- **Task directions**: For the data below, give again exactly the lines from the one containing "find storefront" through the one containing "find bicycle", both ends included, and no others.

- **Data to use**:
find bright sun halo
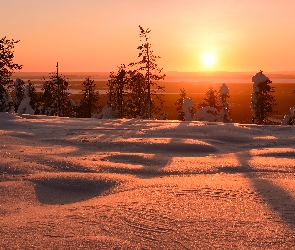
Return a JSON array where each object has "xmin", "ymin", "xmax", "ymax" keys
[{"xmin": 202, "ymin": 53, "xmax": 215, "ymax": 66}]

---

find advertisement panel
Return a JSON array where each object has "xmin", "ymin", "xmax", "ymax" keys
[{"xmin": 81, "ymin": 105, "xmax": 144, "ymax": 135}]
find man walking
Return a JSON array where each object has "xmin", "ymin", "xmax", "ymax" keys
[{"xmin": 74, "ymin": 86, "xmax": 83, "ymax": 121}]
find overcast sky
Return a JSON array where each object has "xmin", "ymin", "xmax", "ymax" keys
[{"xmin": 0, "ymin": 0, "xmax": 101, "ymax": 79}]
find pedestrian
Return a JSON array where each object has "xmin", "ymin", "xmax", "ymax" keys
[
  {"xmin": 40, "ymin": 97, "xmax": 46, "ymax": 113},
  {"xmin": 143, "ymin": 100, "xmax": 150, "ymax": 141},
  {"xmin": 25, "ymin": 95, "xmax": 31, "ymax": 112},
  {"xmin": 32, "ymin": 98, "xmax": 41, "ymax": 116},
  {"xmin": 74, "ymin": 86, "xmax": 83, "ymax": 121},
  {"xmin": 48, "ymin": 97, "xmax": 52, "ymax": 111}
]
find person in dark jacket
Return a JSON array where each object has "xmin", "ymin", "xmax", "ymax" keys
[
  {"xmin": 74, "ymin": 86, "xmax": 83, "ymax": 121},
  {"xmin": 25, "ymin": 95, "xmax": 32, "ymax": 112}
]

---

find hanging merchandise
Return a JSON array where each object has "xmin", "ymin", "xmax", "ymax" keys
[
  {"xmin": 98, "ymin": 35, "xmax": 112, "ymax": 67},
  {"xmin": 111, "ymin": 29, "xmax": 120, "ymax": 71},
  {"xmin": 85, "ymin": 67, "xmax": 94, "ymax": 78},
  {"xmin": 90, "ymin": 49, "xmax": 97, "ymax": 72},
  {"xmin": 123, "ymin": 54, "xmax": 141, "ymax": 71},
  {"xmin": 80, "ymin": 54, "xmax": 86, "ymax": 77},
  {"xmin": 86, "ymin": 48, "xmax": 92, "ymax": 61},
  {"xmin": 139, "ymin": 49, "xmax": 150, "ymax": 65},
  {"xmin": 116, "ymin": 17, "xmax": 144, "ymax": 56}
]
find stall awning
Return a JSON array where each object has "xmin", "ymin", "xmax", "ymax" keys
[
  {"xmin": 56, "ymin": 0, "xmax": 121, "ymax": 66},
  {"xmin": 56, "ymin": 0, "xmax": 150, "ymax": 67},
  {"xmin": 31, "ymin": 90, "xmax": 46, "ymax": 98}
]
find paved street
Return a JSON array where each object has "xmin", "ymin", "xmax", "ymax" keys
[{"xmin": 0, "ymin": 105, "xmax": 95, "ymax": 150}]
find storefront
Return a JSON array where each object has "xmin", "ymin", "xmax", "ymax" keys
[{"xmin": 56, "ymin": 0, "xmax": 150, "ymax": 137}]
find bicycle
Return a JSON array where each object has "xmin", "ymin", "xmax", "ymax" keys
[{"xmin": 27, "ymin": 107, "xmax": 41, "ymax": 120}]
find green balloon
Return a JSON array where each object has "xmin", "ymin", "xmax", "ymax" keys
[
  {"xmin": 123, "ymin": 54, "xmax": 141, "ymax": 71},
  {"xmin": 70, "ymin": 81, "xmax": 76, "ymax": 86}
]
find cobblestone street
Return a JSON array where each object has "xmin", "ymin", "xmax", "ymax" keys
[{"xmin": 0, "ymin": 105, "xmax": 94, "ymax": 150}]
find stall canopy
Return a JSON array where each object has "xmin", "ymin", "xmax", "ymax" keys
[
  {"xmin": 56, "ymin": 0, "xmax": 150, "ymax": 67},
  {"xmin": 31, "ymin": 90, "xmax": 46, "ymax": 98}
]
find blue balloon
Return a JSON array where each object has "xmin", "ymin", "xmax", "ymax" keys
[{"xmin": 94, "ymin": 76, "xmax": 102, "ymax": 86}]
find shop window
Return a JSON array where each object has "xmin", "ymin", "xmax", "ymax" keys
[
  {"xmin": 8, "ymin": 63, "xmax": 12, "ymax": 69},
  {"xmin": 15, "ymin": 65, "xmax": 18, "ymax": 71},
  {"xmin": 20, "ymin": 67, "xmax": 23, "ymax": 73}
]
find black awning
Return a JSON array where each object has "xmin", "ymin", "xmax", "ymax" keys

- **Result of this exercise**:
find storefront
Return a JSON array where each object has "xmin", "ymin", "xmax", "ymax" keys
[{"xmin": 56, "ymin": 0, "xmax": 150, "ymax": 137}]
find bicycle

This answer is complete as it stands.